Please copy the lines again, beginning at the line that has "trace the outline of every instance of the dark" and continuing through the last line of the records, requests included. Multiply every coordinate in the answers by 2.2 and round each result to a whole number, with halves rounded up.

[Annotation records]
--- begin ---

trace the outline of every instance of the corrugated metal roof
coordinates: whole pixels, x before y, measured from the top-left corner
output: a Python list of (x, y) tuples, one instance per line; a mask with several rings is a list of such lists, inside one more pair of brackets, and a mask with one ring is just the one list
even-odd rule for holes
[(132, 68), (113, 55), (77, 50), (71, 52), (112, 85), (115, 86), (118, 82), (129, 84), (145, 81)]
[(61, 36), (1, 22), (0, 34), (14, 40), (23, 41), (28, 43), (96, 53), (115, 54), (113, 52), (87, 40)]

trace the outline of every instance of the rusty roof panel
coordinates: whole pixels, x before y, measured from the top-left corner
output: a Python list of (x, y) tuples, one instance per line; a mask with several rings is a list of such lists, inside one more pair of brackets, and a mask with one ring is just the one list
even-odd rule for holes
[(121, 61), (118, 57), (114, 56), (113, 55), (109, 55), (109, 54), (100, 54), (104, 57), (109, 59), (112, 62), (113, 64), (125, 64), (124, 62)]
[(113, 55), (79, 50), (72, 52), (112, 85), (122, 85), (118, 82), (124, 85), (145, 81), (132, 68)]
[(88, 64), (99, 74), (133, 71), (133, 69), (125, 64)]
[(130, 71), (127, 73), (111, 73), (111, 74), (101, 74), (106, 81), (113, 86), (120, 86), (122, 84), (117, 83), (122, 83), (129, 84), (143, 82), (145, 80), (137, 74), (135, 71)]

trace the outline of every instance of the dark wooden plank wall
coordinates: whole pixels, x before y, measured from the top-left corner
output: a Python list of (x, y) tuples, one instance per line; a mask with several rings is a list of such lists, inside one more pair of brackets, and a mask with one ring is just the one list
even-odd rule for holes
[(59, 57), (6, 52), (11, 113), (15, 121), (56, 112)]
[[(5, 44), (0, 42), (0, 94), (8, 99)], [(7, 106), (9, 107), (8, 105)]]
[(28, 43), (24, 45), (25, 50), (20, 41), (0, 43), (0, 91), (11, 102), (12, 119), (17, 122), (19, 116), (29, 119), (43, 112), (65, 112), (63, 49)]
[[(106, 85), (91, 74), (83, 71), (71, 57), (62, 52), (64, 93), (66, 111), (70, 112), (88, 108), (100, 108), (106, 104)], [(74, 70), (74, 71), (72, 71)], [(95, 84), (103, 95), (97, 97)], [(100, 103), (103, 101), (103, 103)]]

--- end ---

> _Correct result_:
trace the outline of every instance of the dark wooden plank wall
coordinates: whole pixels, x before y, measured from the top-left corner
output: a Python list of (x, y) tuples, one instance per line; a mask with several rings is a list of such lists, inside one more pair of brackets, and a mask with one ring is just the one list
even-odd rule for holes
[(130, 125), (13, 114), (24, 249), (33, 266), (123, 246)]
[[(11, 97), (0, 92), (0, 207), (18, 218)], [(15, 233), (20, 235), (18, 231)]]
[(62, 95), (53, 99), (55, 110), (44, 90), (0, 95), (0, 200), (24, 224), (26, 262), (37, 268), (42, 255), (64, 262), (95, 246), (143, 246), (139, 108)]
[[(233, 187), (200, 163), (183, 156), (156, 125), (136, 114), (141, 205), (145, 244), (154, 246), (194, 238), (220, 238), (233, 229)], [(163, 154), (163, 156), (158, 156)], [(209, 185), (227, 209), (213, 213)], [(220, 227), (227, 222), (227, 227)]]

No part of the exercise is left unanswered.